■ Extracted records
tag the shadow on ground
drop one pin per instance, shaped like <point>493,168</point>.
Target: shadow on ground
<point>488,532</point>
==
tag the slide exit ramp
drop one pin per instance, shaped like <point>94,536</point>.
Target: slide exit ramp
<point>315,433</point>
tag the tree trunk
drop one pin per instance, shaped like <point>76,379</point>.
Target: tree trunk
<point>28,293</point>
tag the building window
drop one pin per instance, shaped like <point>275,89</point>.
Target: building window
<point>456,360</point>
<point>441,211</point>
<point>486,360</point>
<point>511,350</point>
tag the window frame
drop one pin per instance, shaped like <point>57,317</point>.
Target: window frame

■ Request
Reproduce the rows from the line with "tag the shadow on ground" to the line with "<point>488,532</point>", including both of those lines, without changing anything.

■ Exercise output
tag the shadow on ground
drop one pin per instance, shaped like <point>493,168</point>.
Target: shadow on ground
<point>488,532</point>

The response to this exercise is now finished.